> [To do]
[a] In the text on place field repetition after LMN lesions, what share of Sham-group correlations in the radial compartments were low (r ≤ 0.5)?
[b] Duplicate the stretch of the place field repetition text from "To test whether" through "seen in the parallel maze.".
[c] Write the next part of the text on place field repetition in LMN-lesioned rats, starting after its final sentence.

> [Extract]

Start of Block

The Distribution of Correlations in the Parallel and Radial Compartments Indicates that LMN-Lesioned Animals Showed More Place Field Repetition in the Radial Compartments Compared with Sham-Lesioned Animals
The distributions of correlations between compartments for those cells that were active in both the parallel and radial sessions are shown in Figure 2A. In the parallel compartments (left plot), place cells from both the Sham and the LMN-lesion groups tended to show repeated fields, and thus, the majority of correlations between compartments were high (r ≥ 0.5; 65% for the Sham group; 63% for the LMN-lesion group). In contrast, place cells from the Sham group show less repetition of fields in the radial compartments, and thus, the majority of their correlations (82%) here were low (r ≤ 0.5). In contrast, a substantial fraction (44%) of cells in the LMN-lesioned animals showed high (r ≥ 0.5) correlations between compartments in the radial configuration.
Figure 2.
Differences in Correlations between Parallel and Radial Compartments for the Sham and LMN-Lesion Groups
(A) In the parallel compartments, the distribution of place field map correlations is similar for the Sham and Lesion groups (left). However, in the radial compartments, the distribution of correlations for the Lesion group is shifted to the right of the distribution for the Sham group (right). This indicates that rats with LMN lesion showed greater place field repetition in the radial compartments compared with the Sham group (see also Figure S1).
(B) The difference between parallel and radial compartment firing rate map correlations was significantly greater for the Sham group compared with the LMN-lesion group. Overall, this difference was significant (inset plot).
(C) Across the first 10 testing days, place field repetition, as indexed by the correlation of the place field firing rate maps across compartments, was high and stable in the parallel compartments for both the Sham and the LMN-lesion groups (left). In contrast, in the radial compartments, the correlations were low for the Sham group and higher for the LMN-lesion group (right). Error bars indicate SEM.
To test whether the observed place field activity differed from randomly located fields, the observed correlations were compared with shuffled correlation distributions for place cells that fired in both parallel and radial compartments (Figure S1B). Due to the large sample sizes in these comparisons, effect size (Cohen’s d) is a more appropriate measure of the difference between the observed correlations and the shuffled distributions (see [4]). Similar, large effect sizes were found for the Sham parallel (d = 1.08) and LMN-lesion parallel (d = 1.02) observed versus shuffled correlations. This suggests a comparable level of place field repetition in the parallel maze. In contrast, the effect size for the LMN radial correlations (d = 0.53) was at an intermediate level between the effect size for the Sham radial correlations (d = 0.07) and those seen in the parallel maze.

End of Block

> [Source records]
Start of Block

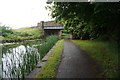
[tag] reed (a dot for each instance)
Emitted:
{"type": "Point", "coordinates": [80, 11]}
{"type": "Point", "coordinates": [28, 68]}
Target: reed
{"type": "Point", "coordinates": [19, 63]}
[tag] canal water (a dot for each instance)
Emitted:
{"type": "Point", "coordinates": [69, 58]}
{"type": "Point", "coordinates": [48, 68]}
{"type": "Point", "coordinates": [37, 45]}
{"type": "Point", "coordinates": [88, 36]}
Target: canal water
{"type": "Point", "coordinates": [18, 60]}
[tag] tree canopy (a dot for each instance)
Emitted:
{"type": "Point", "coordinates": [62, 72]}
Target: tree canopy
{"type": "Point", "coordinates": [88, 20]}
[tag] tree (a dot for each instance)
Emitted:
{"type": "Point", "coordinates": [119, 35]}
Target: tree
{"type": "Point", "coordinates": [88, 21]}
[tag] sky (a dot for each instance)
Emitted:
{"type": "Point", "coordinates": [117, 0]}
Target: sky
{"type": "Point", "coordinates": [23, 13]}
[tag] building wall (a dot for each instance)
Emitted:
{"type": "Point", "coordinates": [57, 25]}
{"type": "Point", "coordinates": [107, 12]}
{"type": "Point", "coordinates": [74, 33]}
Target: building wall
{"type": "Point", "coordinates": [47, 32]}
{"type": "Point", "coordinates": [53, 32]}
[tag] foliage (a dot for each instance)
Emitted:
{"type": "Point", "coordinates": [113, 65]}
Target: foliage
{"type": "Point", "coordinates": [4, 31]}
{"type": "Point", "coordinates": [103, 52]}
{"type": "Point", "coordinates": [48, 71]}
{"type": "Point", "coordinates": [88, 20]}
{"type": "Point", "coordinates": [21, 61]}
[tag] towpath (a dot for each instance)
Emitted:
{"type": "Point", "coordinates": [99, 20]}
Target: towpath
{"type": "Point", "coordinates": [76, 63]}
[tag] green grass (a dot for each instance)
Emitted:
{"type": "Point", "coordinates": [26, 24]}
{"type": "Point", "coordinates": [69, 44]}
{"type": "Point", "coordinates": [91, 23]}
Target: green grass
{"type": "Point", "coordinates": [48, 71]}
{"type": "Point", "coordinates": [23, 33]}
{"type": "Point", "coordinates": [103, 52]}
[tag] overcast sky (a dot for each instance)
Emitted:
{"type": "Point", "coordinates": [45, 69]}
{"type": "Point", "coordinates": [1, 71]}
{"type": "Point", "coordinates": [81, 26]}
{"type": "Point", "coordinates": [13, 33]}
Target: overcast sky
{"type": "Point", "coordinates": [23, 13]}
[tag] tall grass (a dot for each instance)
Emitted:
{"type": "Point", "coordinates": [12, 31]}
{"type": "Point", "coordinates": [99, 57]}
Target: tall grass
{"type": "Point", "coordinates": [105, 53]}
{"type": "Point", "coordinates": [17, 63]}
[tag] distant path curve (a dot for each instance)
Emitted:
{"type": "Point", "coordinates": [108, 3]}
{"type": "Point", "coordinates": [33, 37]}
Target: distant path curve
{"type": "Point", "coordinates": [76, 63]}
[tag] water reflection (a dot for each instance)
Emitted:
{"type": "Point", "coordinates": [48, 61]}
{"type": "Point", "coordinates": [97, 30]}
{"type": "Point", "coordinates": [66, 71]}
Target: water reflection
{"type": "Point", "coordinates": [19, 61]}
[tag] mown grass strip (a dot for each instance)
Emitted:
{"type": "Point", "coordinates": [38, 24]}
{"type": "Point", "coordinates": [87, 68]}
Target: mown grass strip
{"type": "Point", "coordinates": [103, 52]}
{"type": "Point", "coordinates": [49, 70]}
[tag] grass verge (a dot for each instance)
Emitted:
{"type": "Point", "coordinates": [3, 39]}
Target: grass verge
{"type": "Point", "coordinates": [103, 52]}
{"type": "Point", "coordinates": [49, 70]}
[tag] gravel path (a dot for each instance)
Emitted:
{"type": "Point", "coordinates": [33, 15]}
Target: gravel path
{"type": "Point", "coordinates": [76, 63]}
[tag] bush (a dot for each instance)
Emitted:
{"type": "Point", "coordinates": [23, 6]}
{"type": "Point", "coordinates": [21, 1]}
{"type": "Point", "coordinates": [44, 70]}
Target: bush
{"type": "Point", "coordinates": [4, 31]}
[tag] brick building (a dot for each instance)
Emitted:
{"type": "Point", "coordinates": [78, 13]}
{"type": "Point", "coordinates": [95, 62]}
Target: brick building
{"type": "Point", "coordinates": [50, 28]}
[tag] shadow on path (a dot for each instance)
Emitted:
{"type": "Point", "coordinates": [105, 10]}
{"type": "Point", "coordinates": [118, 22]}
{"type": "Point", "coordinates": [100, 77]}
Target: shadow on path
{"type": "Point", "coordinates": [76, 63]}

End of Block

> [Exercise answers]
[a] 82%

[b]
To test whether the observed place field activity differed from randomly located fields, the observed correlations were compared with shuffled correlation distributions for place cells that fired in both parallel and radial compartments (Figure S1B). Due to the large sample sizes in these comparisons, effect size (Cohen’s d) is a more appropriate measure of the difference between the observed correlations and the shuffled distributions (see [4]). Similar, large effect sizes were found for the Sham parallel (d = 1.08) and LMN-lesion parallel (d = 1.02) observed versus shuffled correlations. This suggests a comparable level of place field repetition in the parallel maze. In contrast, the effect size for the LMN radial correlations (d = 0.53) was at an intermediate level between the effect size for the Sham radial correlations (d = 0.07) and those seen in the parallel maze.

[c]
The comparable level of place field repetition in the parallel maze for both Sham and LMN-lesion rats allowed us to use “difference metrics” [3] to determine whether these groups exhibited any differences in terms of rate remapping. Sham and LMN-lesion rats exhibited similar levels of rate remapping (independent samples t test: t(911) = 0.69; p = 0.49) in the parallel maze. Moreover, the distribution of observed difference metrics in the parallel maze for both Sham and LMN-lesion rats was not significantly different from the shuffled distributions of difference metrics (one-sample t tests: Sham: t(748) = −0.45, p = 0.65; LMN: t(1074) = −0.48, p = 0.63). This analysis does not preclude the possibility that differences in firing rates across parallel compartments are sufficient to allow disambiguation of these at the level of the hippocampus, though previous analyses suggest this modulation is not strong [2].
To quantify the changes in place fields in the radial and parallel compartments, we subtracted each cell’s mean correlation across the radial compartments from that of the same cell’s mean correlation in the parallel compartments (for cells that fired in both maze configurations). High, positive values in this difference score indicate that place field repetition was present in the parallel compartments, but not in the radial compartments. Values closer to zero indicate a comparable amount of place cell repetition in both compartment configurations. Overall, the parallel-radial differences in compartment correlations for the Sham group were larger than the differences observed in the LMN-lesioned animals (one-way ANOVA: F(1, 629) = 101.2; p < 0.001). The distributions of these differences for the two groups are shown in Figure 2B. As is evident in this figure, the distribution of parallel-radial differences for the LMN-lesioned animals is shifted to the left compared with the distribution of these differences in the Sham group.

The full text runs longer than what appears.